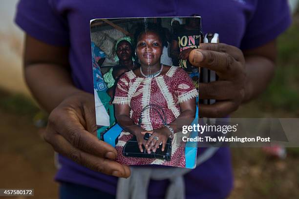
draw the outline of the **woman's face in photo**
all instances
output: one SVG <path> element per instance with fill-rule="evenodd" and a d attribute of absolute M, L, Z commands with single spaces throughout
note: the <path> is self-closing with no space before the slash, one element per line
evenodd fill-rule
<path fill-rule="evenodd" d="M 157 33 L 149 31 L 142 33 L 137 40 L 136 54 L 142 65 L 153 65 L 160 62 L 163 45 Z"/>
<path fill-rule="evenodd" d="M 132 46 L 127 41 L 121 41 L 117 44 L 116 55 L 119 60 L 125 61 L 131 59 L 132 53 Z"/>

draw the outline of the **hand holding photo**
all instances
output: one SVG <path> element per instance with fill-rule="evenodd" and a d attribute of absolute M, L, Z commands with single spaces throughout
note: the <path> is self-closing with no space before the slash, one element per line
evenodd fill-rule
<path fill-rule="evenodd" d="M 187 61 L 190 49 L 199 47 L 200 18 L 176 19 L 182 24 L 175 28 L 171 26 L 172 18 L 91 22 L 91 40 L 102 41 L 97 45 L 107 49 L 107 55 L 101 65 L 94 64 L 103 75 L 107 87 L 95 90 L 95 98 L 104 106 L 107 104 L 111 121 L 109 126 L 99 126 L 98 137 L 115 146 L 116 160 L 121 164 L 188 168 L 195 165 L 196 148 L 186 156 L 186 143 L 176 133 L 181 132 L 184 125 L 197 122 L 195 85 L 198 70 L 192 69 L 189 61 L 190 68 L 174 64 L 178 60 Z M 182 31 L 185 36 L 180 35 Z M 172 53 L 180 50 L 180 44 L 173 45 L 176 41 L 186 43 L 184 51 L 176 57 L 170 53 L 171 49 Z M 187 46 L 188 42 L 190 45 Z M 96 109 L 100 106 L 96 104 Z M 189 159 L 192 162 L 186 166 Z"/>

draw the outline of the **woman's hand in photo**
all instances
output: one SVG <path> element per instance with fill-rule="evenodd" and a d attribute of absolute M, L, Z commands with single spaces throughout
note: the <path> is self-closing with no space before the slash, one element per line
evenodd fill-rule
<path fill-rule="evenodd" d="M 115 161 L 115 149 L 97 137 L 94 96 L 79 92 L 51 113 L 45 140 L 54 150 L 95 171 L 118 177 L 130 176 L 128 166 Z"/>
<path fill-rule="evenodd" d="M 135 134 L 136 136 L 136 139 L 137 140 L 137 143 L 138 144 L 138 147 L 139 148 L 139 150 L 141 153 L 143 153 L 143 148 L 142 147 L 142 145 L 145 147 L 146 140 L 144 139 L 144 135 L 146 133 L 152 133 L 151 131 L 142 131 L 140 133 L 137 133 Z"/>
<path fill-rule="evenodd" d="M 187 49 L 184 50 L 183 51 L 181 52 L 180 55 L 179 56 L 179 59 L 180 60 L 187 60 L 188 59 L 189 57 L 189 54 L 193 50 L 194 48 L 189 48 Z"/>
<path fill-rule="evenodd" d="M 168 128 L 161 128 L 153 130 L 151 136 L 145 144 L 146 150 L 148 153 L 151 151 L 155 153 L 157 149 L 160 148 L 160 144 L 162 143 L 162 151 L 164 151 L 167 139 L 171 133 Z"/>
<path fill-rule="evenodd" d="M 245 95 L 245 59 L 238 48 L 224 43 L 201 43 L 199 49 L 189 55 L 193 66 L 214 71 L 217 81 L 200 83 L 200 99 L 214 99 L 212 105 L 198 106 L 199 116 L 207 118 L 224 117 L 235 111 Z"/>

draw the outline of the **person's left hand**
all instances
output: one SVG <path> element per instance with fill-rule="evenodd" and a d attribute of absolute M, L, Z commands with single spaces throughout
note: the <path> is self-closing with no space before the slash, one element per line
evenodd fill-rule
<path fill-rule="evenodd" d="M 194 50 L 194 48 L 189 48 L 187 49 L 185 49 L 180 53 L 179 55 L 179 59 L 180 60 L 187 60 L 189 57 L 189 54 L 192 50 Z"/>
<path fill-rule="evenodd" d="M 245 95 L 245 61 L 239 49 L 224 43 L 201 43 L 190 53 L 189 61 L 195 66 L 214 71 L 218 80 L 200 83 L 200 99 L 214 99 L 211 105 L 200 104 L 200 117 L 225 117 L 235 111 Z"/>
<path fill-rule="evenodd" d="M 145 148 L 148 153 L 150 154 L 151 151 L 155 153 L 157 149 L 160 148 L 159 145 L 161 143 L 162 151 L 164 151 L 167 139 L 171 135 L 171 133 L 168 128 L 154 130 L 151 136 L 146 142 Z"/>

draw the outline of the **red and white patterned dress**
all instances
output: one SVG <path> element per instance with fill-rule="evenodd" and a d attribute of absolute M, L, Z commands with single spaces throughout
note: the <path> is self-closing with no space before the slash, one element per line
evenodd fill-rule
<path fill-rule="evenodd" d="M 171 123 L 181 113 L 179 103 L 195 98 L 198 95 L 188 74 L 182 68 L 171 66 L 165 75 L 153 78 L 138 77 L 132 71 L 125 73 L 117 82 L 113 103 L 128 104 L 131 108 L 130 117 L 136 125 L 141 112 L 145 106 L 149 104 L 159 105 L 163 107 L 167 116 L 167 123 Z M 151 109 L 146 109 L 142 116 L 141 127 L 146 130 L 151 131 L 164 126 L 158 114 Z M 115 146 L 118 153 L 116 160 L 127 165 L 154 164 L 185 167 L 185 145 L 176 141 L 178 138 L 176 135 L 172 139 L 171 160 L 165 161 L 124 156 L 124 146 L 133 136 L 123 131 Z"/>

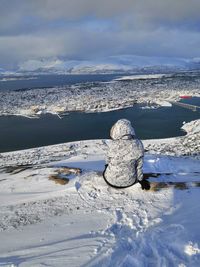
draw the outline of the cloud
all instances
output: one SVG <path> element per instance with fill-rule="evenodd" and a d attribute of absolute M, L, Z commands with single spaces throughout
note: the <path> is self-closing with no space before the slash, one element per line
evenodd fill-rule
<path fill-rule="evenodd" d="M 4 67 L 49 57 L 200 57 L 199 0 L 0 1 Z"/>

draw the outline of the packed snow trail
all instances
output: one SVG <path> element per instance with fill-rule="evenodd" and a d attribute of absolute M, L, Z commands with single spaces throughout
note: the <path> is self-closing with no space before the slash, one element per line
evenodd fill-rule
<path fill-rule="evenodd" d="M 98 149 L 1 170 L 0 266 L 199 266 L 199 187 L 111 188 Z M 66 185 L 49 180 L 65 166 L 82 173 Z M 189 157 L 146 154 L 144 172 L 159 174 L 151 185 L 200 180 Z"/>

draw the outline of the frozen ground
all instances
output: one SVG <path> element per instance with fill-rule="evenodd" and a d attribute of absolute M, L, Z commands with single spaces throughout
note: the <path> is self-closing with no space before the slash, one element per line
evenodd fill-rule
<path fill-rule="evenodd" d="M 174 148 L 199 121 L 185 129 L 144 142 L 150 191 L 104 182 L 102 140 L 0 154 L 0 266 L 199 266 L 200 150 Z"/>

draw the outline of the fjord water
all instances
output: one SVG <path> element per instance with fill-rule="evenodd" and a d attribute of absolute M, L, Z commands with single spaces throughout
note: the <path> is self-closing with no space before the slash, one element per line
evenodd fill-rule
<path fill-rule="evenodd" d="M 190 99 L 199 103 L 199 98 Z M 187 100 L 188 102 L 188 100 Z M 141 139 L 184 135 L 183 122 L 199 119 L 200 112 L 179 106 L 142 109 L 131 108 L 102 113 L 72 112 L 59 119 L 43 115 L 39 119 L 17 116 L 0 117 L 0 152 L 86 139 L 109 138 L 111 126 L 121 118 L 129 119 Z"/>

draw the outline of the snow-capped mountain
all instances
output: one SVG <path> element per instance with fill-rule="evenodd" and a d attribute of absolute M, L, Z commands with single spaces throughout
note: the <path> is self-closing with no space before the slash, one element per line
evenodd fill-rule
<path fill-rule="evenodd" d="M 114 74 L 160 73 L 200 69 L 200 59 L 182 59 L 144 56 L 113 56 L 96 61 L 78 61 L 59 58 L 31 59 L 19 64 L 16 73 L 37 74 Z M 5 72 L 0 69 L 0 73 Z"/>

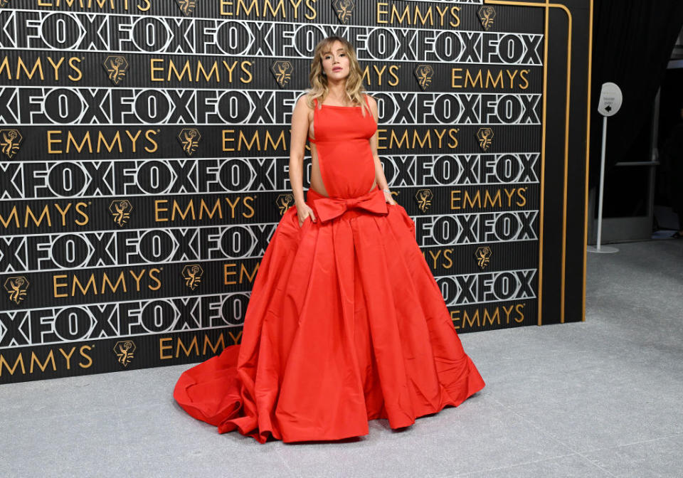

* * * * * * *

=== Written exercise ===
Give the lines of the records as a JSON list of strings, one string per line, starting at the line that contains "draw the outline of the fjord water" and ending at the line that contains "190 99 L 199", both included, with blank lines left out.

=== The solution ===
[
  "draw the outline of the fjord water",
  "all instances",
  "output: one SVG <path> element per instance with fill-rule=\"evenodd\" and a d attribute of absolute M, L, Z commands with single spaces throughout",
  "note: the <path> is self-closing with no space before the slash, one element per line",
  "evenodd fill-rule",
  "<path fill-rule=\"evenodd\" d=\"M 190 99 L 199 103 L 199 98 Z M 187 100 L 188 102 L 188 100 Z M 141 139 L 184 135 L 183 122 L 199 119 L 200 112 L 179 106 L 142 109 L 131 108 L 102 113 L 72 112 L 59 119 L 43 115 L 39 119 L 17 116 L 0 117 L 0 152 L 86 139 L 109 138 L 111 126 L 121 118 L 129 119 Z\"/>"
]